→ **AIM OF THE TASK**
Print each entry verbatim.
========================================
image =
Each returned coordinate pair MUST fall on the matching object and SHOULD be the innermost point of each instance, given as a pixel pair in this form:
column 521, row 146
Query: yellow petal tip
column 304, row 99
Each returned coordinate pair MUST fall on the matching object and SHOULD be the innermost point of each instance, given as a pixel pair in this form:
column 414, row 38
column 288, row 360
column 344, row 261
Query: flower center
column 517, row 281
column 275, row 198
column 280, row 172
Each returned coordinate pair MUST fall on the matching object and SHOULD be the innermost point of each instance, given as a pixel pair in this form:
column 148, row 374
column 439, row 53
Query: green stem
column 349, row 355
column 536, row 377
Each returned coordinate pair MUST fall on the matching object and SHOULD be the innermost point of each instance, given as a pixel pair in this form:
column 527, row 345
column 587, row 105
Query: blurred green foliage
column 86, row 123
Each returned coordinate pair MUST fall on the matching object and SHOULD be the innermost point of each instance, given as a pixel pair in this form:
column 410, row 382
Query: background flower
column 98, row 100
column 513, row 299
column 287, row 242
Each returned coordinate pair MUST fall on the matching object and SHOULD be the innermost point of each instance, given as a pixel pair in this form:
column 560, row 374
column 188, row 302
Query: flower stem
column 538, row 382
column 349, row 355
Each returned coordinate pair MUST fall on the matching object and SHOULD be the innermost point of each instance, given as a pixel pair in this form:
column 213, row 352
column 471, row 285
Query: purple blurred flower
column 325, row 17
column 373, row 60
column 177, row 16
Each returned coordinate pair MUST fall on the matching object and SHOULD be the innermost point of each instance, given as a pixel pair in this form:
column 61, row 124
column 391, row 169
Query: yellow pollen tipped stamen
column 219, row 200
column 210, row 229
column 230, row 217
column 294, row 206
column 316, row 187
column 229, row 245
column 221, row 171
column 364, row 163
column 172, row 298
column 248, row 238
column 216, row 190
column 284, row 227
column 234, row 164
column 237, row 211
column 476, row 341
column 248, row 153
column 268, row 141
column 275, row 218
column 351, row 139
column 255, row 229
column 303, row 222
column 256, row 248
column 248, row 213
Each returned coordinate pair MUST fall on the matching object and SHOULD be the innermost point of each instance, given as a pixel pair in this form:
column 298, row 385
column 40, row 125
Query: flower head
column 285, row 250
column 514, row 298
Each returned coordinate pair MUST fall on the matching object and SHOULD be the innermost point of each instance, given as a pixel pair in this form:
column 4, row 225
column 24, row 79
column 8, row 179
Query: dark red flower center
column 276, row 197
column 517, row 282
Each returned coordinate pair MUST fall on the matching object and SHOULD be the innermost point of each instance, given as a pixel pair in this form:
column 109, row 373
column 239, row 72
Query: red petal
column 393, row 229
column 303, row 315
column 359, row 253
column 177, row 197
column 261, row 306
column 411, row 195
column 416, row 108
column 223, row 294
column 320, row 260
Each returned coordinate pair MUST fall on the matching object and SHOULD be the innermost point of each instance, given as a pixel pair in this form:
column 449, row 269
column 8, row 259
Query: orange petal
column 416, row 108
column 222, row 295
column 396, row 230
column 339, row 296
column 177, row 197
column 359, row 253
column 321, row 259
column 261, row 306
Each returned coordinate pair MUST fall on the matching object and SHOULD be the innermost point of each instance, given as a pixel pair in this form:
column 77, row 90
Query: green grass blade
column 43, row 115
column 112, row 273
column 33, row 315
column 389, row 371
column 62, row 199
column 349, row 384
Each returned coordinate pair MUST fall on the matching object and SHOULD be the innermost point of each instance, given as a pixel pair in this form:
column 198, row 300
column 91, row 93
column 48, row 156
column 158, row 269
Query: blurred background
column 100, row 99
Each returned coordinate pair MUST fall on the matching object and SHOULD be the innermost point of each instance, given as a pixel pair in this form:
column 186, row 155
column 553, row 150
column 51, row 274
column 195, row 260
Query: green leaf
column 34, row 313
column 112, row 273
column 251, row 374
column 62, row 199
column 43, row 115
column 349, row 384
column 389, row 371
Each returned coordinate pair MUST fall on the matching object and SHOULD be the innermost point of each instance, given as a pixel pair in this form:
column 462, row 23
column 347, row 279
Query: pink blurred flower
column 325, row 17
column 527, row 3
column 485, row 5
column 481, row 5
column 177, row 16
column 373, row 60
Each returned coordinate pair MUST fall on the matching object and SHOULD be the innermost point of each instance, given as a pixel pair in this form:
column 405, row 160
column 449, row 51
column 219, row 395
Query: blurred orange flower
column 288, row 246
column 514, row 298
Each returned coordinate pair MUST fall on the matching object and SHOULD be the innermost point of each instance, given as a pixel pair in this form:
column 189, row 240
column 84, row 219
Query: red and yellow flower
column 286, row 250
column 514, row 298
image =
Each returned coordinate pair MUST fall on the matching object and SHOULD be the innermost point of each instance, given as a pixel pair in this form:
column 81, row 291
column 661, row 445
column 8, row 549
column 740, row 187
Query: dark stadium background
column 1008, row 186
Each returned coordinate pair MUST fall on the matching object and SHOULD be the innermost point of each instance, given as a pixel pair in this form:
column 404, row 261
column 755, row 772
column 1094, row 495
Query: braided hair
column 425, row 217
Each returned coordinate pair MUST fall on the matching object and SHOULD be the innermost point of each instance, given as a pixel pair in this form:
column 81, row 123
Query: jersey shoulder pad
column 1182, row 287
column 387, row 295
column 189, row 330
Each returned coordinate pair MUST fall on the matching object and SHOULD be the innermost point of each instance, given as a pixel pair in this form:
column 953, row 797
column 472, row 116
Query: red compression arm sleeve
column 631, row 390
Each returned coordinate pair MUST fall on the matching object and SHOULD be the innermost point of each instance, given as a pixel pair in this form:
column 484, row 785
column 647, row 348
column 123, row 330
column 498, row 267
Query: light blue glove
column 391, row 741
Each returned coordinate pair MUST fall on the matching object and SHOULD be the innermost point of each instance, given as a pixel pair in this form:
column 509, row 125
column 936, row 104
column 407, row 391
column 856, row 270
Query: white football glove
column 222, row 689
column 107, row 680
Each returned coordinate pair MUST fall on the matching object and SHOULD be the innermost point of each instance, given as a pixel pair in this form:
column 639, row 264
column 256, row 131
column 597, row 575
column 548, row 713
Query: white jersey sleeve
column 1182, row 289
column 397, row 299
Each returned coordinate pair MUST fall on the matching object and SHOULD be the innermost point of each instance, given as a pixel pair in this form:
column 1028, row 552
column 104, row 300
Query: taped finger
========================================
→ **SOLUTION TO THE PROBLEM**
image =
Each returned coordinate pair MUST fall on the matching object and SHOULD be the innermost point of each instance, given as a pixel pair in this form:
column 521, row 146
Query: yellow petal tip
column 304, row 99
Each returned coordinate pair MUST fall on the matching object and SHOULD be the innermost point of each instance, given as a pixel pair in this form:
column 414, row 38
column 288, row 360
column 344, row 261
Query: flower center
column 517, row 281
column 275, row 198
column 280, row 172
Each returned coordinate pair MUST fall on the matching object and SHOULD be the innermost point of each instance, given as a pixel pair in this form:
column 148, row 374
column 439, row 53
Query: green stem
column 349, row 355
column 536, row 377
Each returned coordinate pair MUST fall on the matching object and SHOULD be the innermost point of each instance, given as a pixel pair in this form:
column 527, row 345
column 587, row 105
Query: blurred green foliage
column 86, row 123
Each returned coordinate pair MUST fall on the matching object and SHOULD be the innermost point of each instance, given as a pixel pair in this form:
column 410, row 382
Query: background flower
column 98, row 100
column 513, row 299
column 287, row 242
Each returned coordinate pair MUST fall on the matching object and SHOULD be the innermost point of each instance, given as a pixel pair in this form:
column 560, row 374
column 188, row 302
Query: flower stem
column 538, row 382
column 349, row 355
Each returned coordinate pair MUST fall on the matching object and SHOULD be the innermost point of each instance, given as a pixel pair in this form:
column 213, row 352
column 471, row 285
Query: purple blurred flower
column 325, row 17
column 373, row 60
column 177, row 16
Each returned coordinate pair MUST fall on the matching object and SHOULD be the innermost point of each instance, given as a pixel pair in this form:
column 61, row 124
column 391, row 169
Query: yellow pollen tipped stamen
column 219, row 200
column 210, row 229
column 230, row 217
column 294, row 206
column 316, row 187
column 229, row 245
column 221, row 171
column 364, row 163
column 172, row 298
column 248, row 238
column 216, row 190
column 284, row 227
column 234, row 164
column 237, row 211
column 476, row 341
column 248, row 153
column 268, row 141
column 275, row 218
column 351, row 139
column 255, row 229
column 303, row 222
column 256, row 248
column 248, row 213
Each returned coordinate pair MUST fall on the matching object and SHOULD be the innermost point of each instance, given as a pixel pair in this form:
column 298, row 385
column 40, row 125
Query: flower head
column 285, row 250
column 514, row 298
Each returned coordinate pair MUST fall on the matching object and SHOULD be the innermost point of each instance, given as a pixel pair in this form:
column 4, row 225
column 24, row 79
column 8, row 179
Query: dark red flower center
column 276, row 197
column 517, row 282
Each returned coordinate pair MUST fall on the matching object and SHOULD be the innermost point of each instance, given as a pixel pair in this form:
column 109, row 373
column 239, row 72
Query: red petal
column 393, row 229
column 303, row 315
column 359, row 253
column 177, row 197
column 261, row 306
column 411, row 195
column 416, row 108
column 223, row 294
column 320, row 260
Each returned coordinate pair MUST fall on the matching object and SHOULD be the innermost point of each instance, given as a pixel pair in this form:
column 449, row 269
column 8, row 259
Query: orange petal
column 416, row 108
column 222, row 295
column 396, row 230
column 339, row 296
column 177, row 197
column 359, row 253
column 321, row 259
column 261, row 306
Each returned coordinate pair MUST fall on the matching object and SHOULD be the innermost point of each instance, given as a pixel pair in this form:
column 77, row 90
Query: green grass blade
column 43, row 115
column 112, row 273
column 33, row 315
column 389, row 371
column 62, row 199
column 349, row 384
Each returned coordinate pair MUST fall on the matching object and SHOULD be the innermost point of each instance, given as a pixel pair in this form:
column 198, row 300
column 91, row 93
column 48, row 156
column 158, row 269
Query: blurred background
column 100, row 99
Each returned coordinate pair MUST fall on the matching object and SHOULD be the innermost point of each instance, given as a pixel pair in this form:
column 186, row 155
column 553, row 150
column 51, row 274
column 195, row 260
Query: green leaf
column 34, row 313
column 112, row 273
column 251, row 374
column 62, row 199
column 43, row 115
column 349, row 384
column 389, row 371
Each returned coordinate pair MUST fall on the matching object and SHOULD be the innermost point of each instance, given as a pixel pair in this form:
column 462, row 23
column 347, row 279
Query: pink blurred flower
column 325, row 17
column 527, row 3
column 485, row 5
column 481, row 5
column 177, row 16
column 373, row 60
Each returned coordinate pair MUST fall on the matching object and SHOULD be the innermost point of each instance, given as a pixel pair in this form:
column 405, row 160
column 449, row 51
column 219, row 395
Query: blurred orange flower
column 288, row 246
column 514, row 298
Each returned coordinate pair MUST fall on the matching object and SHOULD be the innermost point of each instance, given as a pixel pair in this form:
column 189, row 240
column 84, row 219
Query: red and yellow flower
column 286, row 250
column 514, row 298
image =
Each returned coordinate pair MUST fall on the matching object and SHOULD be the innermost point of each instance, given as a pixel pair in this form:
column 81, row 291
column 661, row 445
column 8, row 549
column 740, row 187
Query: dark stadium background
column 1008, row 186
Each returned coordinate pair MUST fall on the matching object and SHOULD be the innermost point of each instance, given as a pixel pair in this form:
column 404, row 261
column 755, row 772
column 1094, row 495
Query: braided hair
column 425, row 217
Each returned coordinate pair MUST fall on the matching object and SHOULD be the innermost point of each instance, given as a pixel pair in this form:
column 81, row 123
Query: jersey shoulder pad
column 1182, row 287
column 387, row 295
column 189, row 330
Each returned coordinate pair MUST fall on the matching object and SHOULD be the innermost point of each instance, given as a pixel pair in this form:
column 953, row 797
column 472, row 116
Query: red compression arm sleeve
column 631, row 390
Each returned coordinate pair MUST fall on the matching object and SHOULD be the innermost point of each instance, given as a pixel pair in this form:
column 484, row 785
column 647, row 348
column 123, row 330
column 498, row 267
Query: light blue glove
column 391, row 741
Each returned coordinate pair MUST fall on the matching object and SHOULD be the innermost point of each instance, given as a pixel pair in this form:
column 509, row 125
column 936, row 104
column 407, row 391
column 856, row 270
Query: white football glove
column 222, row 689
column 107, row 680
Each returned coordinate pair MUST fall on the matching object and SHOULD be the innermost point of each instance, given as a pixel pair in this form:
column 639, row 264
column 256, row 131
column 597, row 575
column 548, row 713
Query: white jersey sleeve
column 1182, row 289
column 397, row 299
Each returned coordinate pair MUST fall on the matching object and SHOULD be the innermost point of each instance, given as a pixel pair in this form:
column 1028, row 552
column 104, row 300
Query: taped finger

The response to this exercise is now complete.